# WHAT YOU NEED TO DO
In your copy, reproduce the entries exactly as they are, minus the images.

Segmentation labeling items:
START

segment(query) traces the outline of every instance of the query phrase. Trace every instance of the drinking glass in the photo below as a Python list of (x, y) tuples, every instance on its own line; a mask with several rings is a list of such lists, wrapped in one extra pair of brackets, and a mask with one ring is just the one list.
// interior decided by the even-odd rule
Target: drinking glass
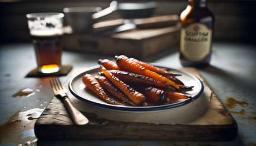
[(61, 69), (63, 18), (61, 13), (37, 13), (26, 15), (36, 53), (38, 71), (57, 72)]

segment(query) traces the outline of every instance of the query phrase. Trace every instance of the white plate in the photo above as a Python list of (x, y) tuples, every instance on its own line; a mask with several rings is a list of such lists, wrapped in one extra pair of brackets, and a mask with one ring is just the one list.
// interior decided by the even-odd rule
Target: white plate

END

# WRITTEN SOLUTION
segment(query) traces the outline of every instance of the query phrase. Trace every instance of the drinking glass in the photo below as a Python list of (x, y) tuples, every instance on its own line; a mask with several rings is a list of such lists, wrapped in one extra pair of brackets, and a mask with one ring is just the one list.
// interior decided by the even-odd rule
Target: drinking glass
[(61, 69), (63, 18), (61, 13), (37, 13), (26, 15), (36, 53), (38, 71), (57, 72)]

segment(query) traces the outline of every instance of the query phrase. Trace every instance of the white plate in the photo above as a Python list of (x, y) tuples, every instance on its own line; a mask with several rings is a list of such lists, wrapped in one extra pair of brackets, and a mask with one ring is just the one list.
// interior decided by the even-odd rule
Target: white plate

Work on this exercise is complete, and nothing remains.